**Records for this exercise:**
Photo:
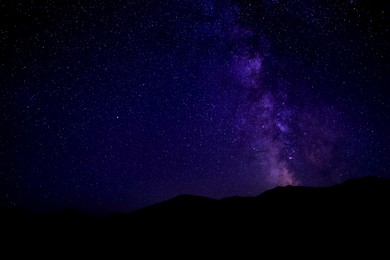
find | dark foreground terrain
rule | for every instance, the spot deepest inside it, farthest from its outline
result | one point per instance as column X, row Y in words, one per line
column 354, row 213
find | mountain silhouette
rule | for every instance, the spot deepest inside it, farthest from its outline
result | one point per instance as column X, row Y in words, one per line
column 355, row 210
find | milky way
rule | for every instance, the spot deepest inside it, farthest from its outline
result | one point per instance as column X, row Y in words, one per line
column 115, row 105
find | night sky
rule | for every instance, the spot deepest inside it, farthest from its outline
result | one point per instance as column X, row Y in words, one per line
column 109, row 106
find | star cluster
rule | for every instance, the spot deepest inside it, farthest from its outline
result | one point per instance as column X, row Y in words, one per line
column 114, row 105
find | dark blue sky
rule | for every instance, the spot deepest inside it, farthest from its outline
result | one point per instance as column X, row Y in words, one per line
column 114, row 105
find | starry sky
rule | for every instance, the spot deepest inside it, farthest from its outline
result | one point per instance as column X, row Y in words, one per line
column 109, row 106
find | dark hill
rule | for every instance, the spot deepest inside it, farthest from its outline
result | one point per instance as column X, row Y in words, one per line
column 349, row 212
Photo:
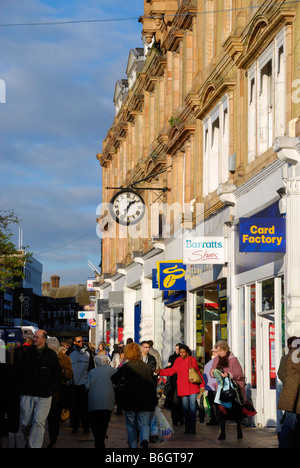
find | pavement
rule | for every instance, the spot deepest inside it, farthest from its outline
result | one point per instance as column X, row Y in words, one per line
column 205, row 437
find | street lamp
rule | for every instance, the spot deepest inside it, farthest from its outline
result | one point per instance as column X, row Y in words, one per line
column 22, row 299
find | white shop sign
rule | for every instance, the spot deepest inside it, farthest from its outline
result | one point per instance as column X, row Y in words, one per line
column 204, row 250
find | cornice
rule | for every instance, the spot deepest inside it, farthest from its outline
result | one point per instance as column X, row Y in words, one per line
column 247, row 47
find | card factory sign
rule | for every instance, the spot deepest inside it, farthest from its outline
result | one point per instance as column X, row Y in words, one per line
column 203, row 250
column 262, row 235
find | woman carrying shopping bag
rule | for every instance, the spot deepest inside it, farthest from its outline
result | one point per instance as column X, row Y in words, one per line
column 188, row 385
column 226, row 366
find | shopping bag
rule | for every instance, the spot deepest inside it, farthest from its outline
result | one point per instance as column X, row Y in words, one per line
column 154, row 429
column 165, row 429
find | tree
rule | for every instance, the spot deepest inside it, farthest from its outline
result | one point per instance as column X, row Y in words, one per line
column 11, row 260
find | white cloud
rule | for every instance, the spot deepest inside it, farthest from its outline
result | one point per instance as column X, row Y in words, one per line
column 59, row 89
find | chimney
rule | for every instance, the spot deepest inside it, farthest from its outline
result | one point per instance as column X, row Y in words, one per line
column 55, row 281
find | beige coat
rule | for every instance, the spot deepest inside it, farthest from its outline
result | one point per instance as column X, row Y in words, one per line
column 290, row 397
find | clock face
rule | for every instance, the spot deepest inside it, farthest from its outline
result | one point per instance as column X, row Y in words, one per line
column 127, row 207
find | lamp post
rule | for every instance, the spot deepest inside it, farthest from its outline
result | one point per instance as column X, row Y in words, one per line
column 22, row 299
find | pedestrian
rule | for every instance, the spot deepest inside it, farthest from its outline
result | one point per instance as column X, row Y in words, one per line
column 102, row 349
column 135, row 380
column 211, row 387
column 283, row 360
column 281, row 374
column 172, row 400
column 289, row 400
column 147, row 357
column 121, row 361
column 186, row 388
column 39, row 373
column 228, row 366
column 154, row 352
column 82, row 362
column 57, row 405
column 116, row 359
column 101, row 398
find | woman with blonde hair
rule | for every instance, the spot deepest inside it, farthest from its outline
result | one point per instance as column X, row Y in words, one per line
column 136, row 389
column 228, row 366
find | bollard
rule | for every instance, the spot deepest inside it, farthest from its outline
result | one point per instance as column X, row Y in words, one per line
column 2, row 352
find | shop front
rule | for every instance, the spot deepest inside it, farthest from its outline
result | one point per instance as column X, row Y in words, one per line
column 260, row 300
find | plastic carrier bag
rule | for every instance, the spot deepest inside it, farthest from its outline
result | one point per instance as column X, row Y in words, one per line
column 165, row 429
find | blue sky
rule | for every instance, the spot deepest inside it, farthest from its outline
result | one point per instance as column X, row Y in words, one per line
column 60, row 82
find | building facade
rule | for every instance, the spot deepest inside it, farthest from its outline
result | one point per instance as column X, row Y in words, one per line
column 207, row 133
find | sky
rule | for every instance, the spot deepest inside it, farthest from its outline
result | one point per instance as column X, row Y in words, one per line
column 56, row 110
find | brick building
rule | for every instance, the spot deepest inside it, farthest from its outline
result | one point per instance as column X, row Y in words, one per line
column 207, row 133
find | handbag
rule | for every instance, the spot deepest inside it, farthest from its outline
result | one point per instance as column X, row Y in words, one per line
column 239, row 398
column 168, row 387
column 67, row 396
column 194, row 377
column 122, row 383
column 233, row 393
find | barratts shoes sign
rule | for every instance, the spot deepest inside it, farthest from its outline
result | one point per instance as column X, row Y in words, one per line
column 263, row 235
column 204, row 250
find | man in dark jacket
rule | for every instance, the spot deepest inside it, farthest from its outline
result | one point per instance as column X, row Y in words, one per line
column 39, row 374
column 9, row 400
column 134, row 380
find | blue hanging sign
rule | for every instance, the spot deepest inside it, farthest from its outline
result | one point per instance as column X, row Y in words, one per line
column 263, row 235
column 171, row 275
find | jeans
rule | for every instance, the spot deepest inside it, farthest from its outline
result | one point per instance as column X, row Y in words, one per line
column 99, row 423
column 138, row 421
column 33, row 415
column 189, row 403
column 289, row 425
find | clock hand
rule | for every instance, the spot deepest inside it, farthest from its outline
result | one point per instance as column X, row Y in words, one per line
column 123, row 216
column 128, row 206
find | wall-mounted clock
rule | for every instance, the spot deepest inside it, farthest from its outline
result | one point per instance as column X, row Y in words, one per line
column 127, row 207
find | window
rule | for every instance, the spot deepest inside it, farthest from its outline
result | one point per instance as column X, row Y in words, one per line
column 266, row 98
column 215, row 147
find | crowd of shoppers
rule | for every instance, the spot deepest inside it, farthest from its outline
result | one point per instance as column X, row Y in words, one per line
column 47, row 378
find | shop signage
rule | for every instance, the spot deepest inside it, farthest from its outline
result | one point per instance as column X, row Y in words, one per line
column 102, row 306
column 171, row 275
column 203, row 250
column 90, row 284
column 262, row 235
column 154, row 279
column 86, row 315
column 116, row 299
column 92, row 323
column 89, row 307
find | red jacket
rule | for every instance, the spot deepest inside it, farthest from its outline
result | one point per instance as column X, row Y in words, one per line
column 181, row 367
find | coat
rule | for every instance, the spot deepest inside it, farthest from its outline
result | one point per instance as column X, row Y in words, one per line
column 181, row 367
column 101, row 393
column 39, row 372
column 234, row 369
column 139, row 393
column 289, row 399
column 82, row 363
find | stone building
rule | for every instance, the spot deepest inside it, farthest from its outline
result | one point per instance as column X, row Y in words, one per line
column 208, row 136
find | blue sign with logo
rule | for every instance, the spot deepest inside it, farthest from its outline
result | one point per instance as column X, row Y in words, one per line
column 171, row 275
column 263, row 235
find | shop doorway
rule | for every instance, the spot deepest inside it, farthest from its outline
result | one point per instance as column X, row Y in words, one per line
column 264, row 315
column 211, row 319
column 267, row 367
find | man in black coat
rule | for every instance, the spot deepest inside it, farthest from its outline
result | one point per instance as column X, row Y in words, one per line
column 40, row 374
column 147, row 357
column 9, row 400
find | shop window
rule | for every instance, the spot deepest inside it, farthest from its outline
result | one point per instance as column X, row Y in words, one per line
column 211, row 319
column 267, row 295
column 253, row 336
column 216, row 147
column 266, row 98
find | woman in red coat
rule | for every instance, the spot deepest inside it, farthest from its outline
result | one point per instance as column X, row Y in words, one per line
column 185, row 388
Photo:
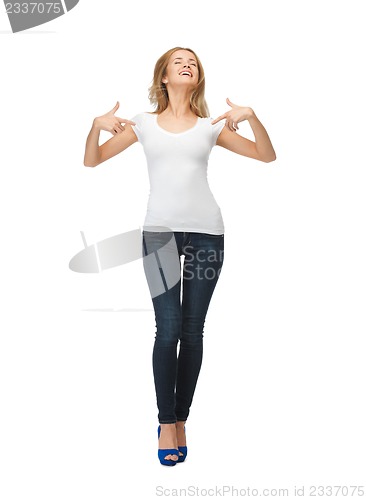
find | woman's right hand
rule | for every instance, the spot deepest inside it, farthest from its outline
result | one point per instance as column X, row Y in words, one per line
column 111, row 123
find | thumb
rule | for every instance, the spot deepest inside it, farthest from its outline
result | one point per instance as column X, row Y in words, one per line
column 115, row 108
column 230, row 103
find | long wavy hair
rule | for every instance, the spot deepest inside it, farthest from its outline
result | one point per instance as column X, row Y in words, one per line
column 158, row 93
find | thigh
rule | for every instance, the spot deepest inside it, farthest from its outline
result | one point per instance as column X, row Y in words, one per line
column 162, row 268
column 203, row 261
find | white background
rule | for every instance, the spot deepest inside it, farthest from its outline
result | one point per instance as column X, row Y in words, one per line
column 280, row 402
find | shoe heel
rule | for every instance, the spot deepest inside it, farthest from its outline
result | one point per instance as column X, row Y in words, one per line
column 162, row 453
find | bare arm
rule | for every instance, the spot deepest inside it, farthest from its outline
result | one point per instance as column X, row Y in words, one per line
column 123, row 137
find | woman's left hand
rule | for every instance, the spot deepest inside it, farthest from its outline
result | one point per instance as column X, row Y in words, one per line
column 236, row 115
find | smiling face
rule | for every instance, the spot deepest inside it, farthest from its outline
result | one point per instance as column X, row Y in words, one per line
column 182, row 69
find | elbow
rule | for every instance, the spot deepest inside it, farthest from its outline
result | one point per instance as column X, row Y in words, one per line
column 90, row 164
column 270, row 158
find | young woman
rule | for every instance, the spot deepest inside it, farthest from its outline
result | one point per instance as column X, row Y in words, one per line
column 182, row 220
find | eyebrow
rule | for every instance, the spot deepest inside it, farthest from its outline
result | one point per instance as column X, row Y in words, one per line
column 194, row 60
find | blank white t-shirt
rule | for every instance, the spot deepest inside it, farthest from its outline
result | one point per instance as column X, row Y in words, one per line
column 180, row 197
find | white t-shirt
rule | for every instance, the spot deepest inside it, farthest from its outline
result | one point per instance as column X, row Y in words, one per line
column 180, row 197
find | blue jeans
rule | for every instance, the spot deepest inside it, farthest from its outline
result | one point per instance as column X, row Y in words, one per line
column 181, row 301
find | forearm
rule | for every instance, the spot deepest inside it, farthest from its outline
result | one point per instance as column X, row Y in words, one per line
column 262, row 140
column 92, row 154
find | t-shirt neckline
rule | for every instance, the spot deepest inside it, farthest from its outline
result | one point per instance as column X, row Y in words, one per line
column 174, row 133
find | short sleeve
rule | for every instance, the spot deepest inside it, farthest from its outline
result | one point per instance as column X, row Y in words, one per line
column 216, row 129
column 138, row 128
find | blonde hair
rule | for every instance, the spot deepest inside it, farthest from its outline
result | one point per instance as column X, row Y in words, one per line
column 158, row 93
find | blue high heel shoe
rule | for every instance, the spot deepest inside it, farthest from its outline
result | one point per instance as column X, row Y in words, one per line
column 167, row 451
column 183, row 450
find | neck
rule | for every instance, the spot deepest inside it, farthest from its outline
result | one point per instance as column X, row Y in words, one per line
column 179, row 103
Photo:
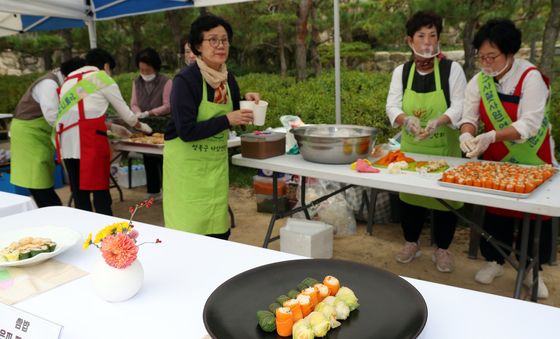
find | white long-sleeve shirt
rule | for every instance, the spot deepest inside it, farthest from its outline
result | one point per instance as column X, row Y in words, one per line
column 532, row 103
column 44, row 92
column 457, row 85
column 95, row 106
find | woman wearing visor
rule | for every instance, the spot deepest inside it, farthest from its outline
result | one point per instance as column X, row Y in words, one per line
column 426, row 99
column 511, row 97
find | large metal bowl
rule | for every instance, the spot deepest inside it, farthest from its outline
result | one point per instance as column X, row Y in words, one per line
column 334, row 144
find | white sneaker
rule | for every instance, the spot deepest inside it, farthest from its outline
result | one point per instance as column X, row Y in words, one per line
column 409, row 251
column 489, row 272
column 542, row 292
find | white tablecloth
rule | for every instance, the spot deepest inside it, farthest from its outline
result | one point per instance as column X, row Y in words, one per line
column 182, row 271
column 14, row 203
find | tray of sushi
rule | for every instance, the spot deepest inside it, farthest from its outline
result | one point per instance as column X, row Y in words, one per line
column 506, row 179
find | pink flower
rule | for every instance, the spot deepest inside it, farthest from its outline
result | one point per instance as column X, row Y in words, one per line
column 133, row 234
column 119, row 250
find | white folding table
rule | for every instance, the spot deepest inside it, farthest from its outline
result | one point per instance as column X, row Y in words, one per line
column 182, row 272
column 545, row 200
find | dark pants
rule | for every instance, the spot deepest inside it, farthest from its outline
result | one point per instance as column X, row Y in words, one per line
column 101, row 199
column 414, row 217
column 45, row 197
column 153, row 164
column 224, row 236
column 502, row 228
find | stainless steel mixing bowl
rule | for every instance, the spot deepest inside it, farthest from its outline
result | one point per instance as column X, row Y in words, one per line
column 334, row 144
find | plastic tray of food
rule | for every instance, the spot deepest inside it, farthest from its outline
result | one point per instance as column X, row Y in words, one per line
column 502, row 192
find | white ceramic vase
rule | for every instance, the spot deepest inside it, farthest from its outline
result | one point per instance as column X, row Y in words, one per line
column 114, row 284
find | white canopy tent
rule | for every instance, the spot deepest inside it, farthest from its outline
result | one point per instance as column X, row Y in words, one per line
column 20, row 16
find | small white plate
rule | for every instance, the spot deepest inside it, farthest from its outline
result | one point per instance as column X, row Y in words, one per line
column 63, row 237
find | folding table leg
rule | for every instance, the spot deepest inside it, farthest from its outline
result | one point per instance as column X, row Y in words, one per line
column 522, row 255
column 554, row 241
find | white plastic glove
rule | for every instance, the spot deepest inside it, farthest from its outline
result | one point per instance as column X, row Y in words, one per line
column 412, row 125
column 466, row 142
column 121, row 131
column 481, row 143
column 429, row 130
column 142, row 115
column 145, row 128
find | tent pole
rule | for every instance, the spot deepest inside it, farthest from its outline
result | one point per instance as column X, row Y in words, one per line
column 337, row 61
column 91, row 32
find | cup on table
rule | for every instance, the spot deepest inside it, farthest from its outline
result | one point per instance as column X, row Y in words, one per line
column 259, row 113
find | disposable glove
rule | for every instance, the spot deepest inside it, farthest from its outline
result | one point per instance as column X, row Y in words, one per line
column 120, row 131
column 412, row 125
column 145, row 128
column 429, row 130
column 481, row 143
column 142, row 115
column 466, row 142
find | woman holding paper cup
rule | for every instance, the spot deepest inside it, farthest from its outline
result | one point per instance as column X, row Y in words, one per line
column 425, row 98
column 204, row 105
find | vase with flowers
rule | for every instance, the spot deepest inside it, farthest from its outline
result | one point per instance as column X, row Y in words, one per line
column 118, row 274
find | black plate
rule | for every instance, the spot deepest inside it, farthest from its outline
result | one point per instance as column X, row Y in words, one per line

**Stated problem:**
Recast the entries starting at the line containing "find | dark hill" and ending at the line containing "column 205, row 437" as a two-column CSV headed text and answer. Give one row per entry, with each field in quotation marks and its line breaks turned into spaces, and leave the pictures out.

**Correct response:**
text,answer
"find | dark hill rule | for every instance, the spot deepest inside it, farthest from its outline result | one point per instance as column X, row Y in words, one per line","column 349, row 212"
"Photo: find | pavement rule | for every instance, the spot deepest inside it, farthest from its outline result | one point per instance as column X, row Y in words, one per line","column 205, row 437"